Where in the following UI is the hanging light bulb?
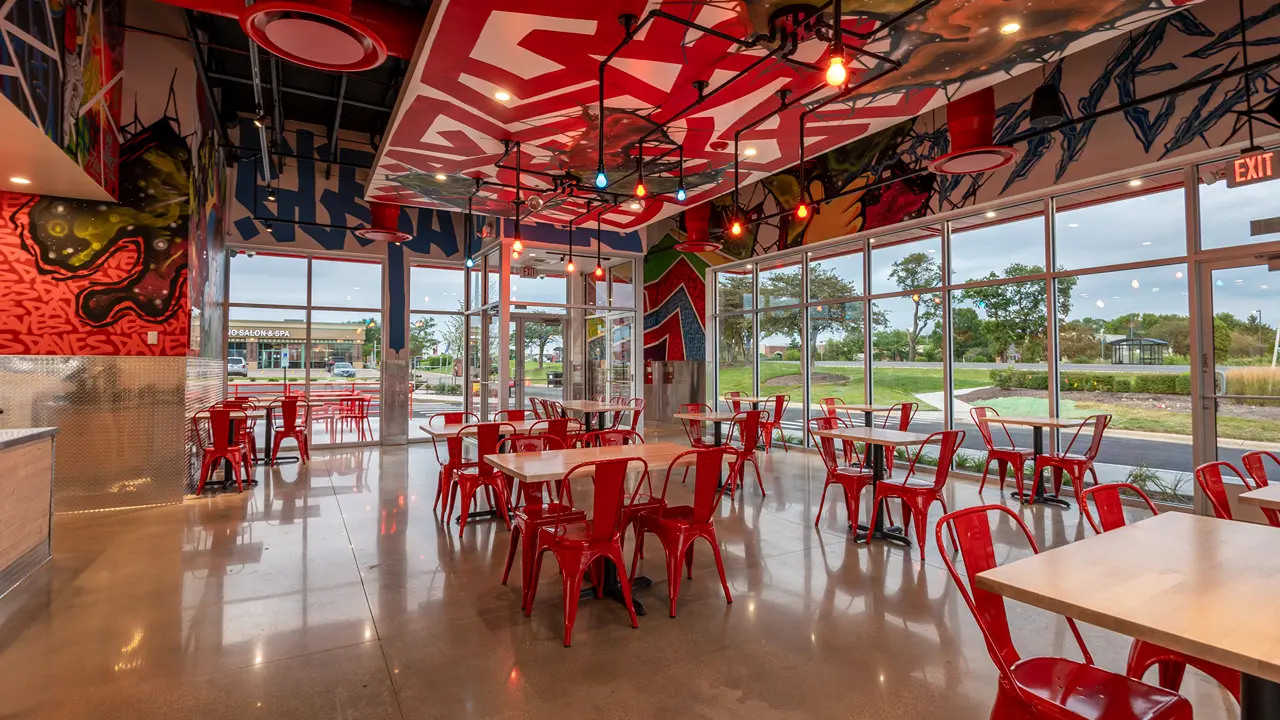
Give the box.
[827,55,849,86]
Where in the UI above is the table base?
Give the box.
[1009,489,1071,507]
[1240,673,1280,720]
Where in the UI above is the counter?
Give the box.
[0,428,58,596]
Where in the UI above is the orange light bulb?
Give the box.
[827,55,849,86]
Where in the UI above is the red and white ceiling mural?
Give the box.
[366,0,1189,229]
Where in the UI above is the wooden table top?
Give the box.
[812,428,929,446]
[1238,486,1280,510]
[484,442,694,483]
[672,413,737,423]
[561,400,637,413]
[982,415,1084,428]
[977,512,1280,682]
[419,420,547,438]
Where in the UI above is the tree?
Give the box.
[877,252,942,363]
[408,318,438,357]
[525,310,563,368]
[960,263,1078,360]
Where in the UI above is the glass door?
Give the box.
[511,314,564,410]
[1206,264,1280,471]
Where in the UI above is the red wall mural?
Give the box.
[0,119,191,355]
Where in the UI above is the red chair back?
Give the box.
[1240,450,1280,488]
[585,430,644,447]
[906,430,965,489]
[733,410,769,455]
[724,389,742,413]
[660,446,737,517]
[1080,483,1160,536]
[1196,460,1253,520]
[881,402,920,433]
[449,423,516,475]
[556,457,649,541]
[1062,415,1111,460]
[934,505,1093,693]
[809,415,852,473]
[678,402,712,445]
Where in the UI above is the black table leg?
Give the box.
[1009,427,1071,507]
[1240,673,1280,720]
[854,443,924,546]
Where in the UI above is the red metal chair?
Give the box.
[525,457,649,647]
[631,447,737,618]
[529,418,586,447]
[969,407,1033,493]
[1240,450,1280,528]
[338,395,374,441]
[1080,483,1240,702]
[266,396,311,465]
[809,415,874,528]
[724,410,769,497]
[724,389,742,413]
[1196,460,1254,520]
[677,402,714,448]
[444,423,516,537]
[191,407,253,495]
[498,434,586,610]
[426,413,480,512]
[760,395,791,452]
[1019,415,1111,503]
[867,430,965,560]
[934,505,1192,720]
------------------------------------
| WRITTEN REQUEST |
Scale the rows from the line with "Where in the UI above is the red and" to the line with "[0,119,191,355]", both included: copy every line, requests and all, and multiply each bounding-box coordinate in the answers by 1.55, rounding to whole numbers with halves going up. Give only those lines.

| RESULT OF THIS EXERCISE |
Where in the UI above is the red and white ceiling mural?
Give the box.
[567,0,1843,355]
Where in the UI above is the wooden table top?
Give the box.
[1259,663,1440,691]
[1919,753,1984,791]
[750,685,1076,749]
[1042,640,1142,656]
[870,620,987,640]
[1522,643,1680,663]
[1514,794,1984,1057]
[649,651,848,679]
Where in the UI above is the tree?
Give the box.
[1359,391,1460,563]
[632,493,679,553]
[814,481,873,570]
[1488,408,1671,558]
Where in the UI above is the glass door?
Give the box.
[792,487,874,636]
[1869,409,1984,730]
Where in the UI above is the red wall mural?
Give the box.
[0,184,296,550]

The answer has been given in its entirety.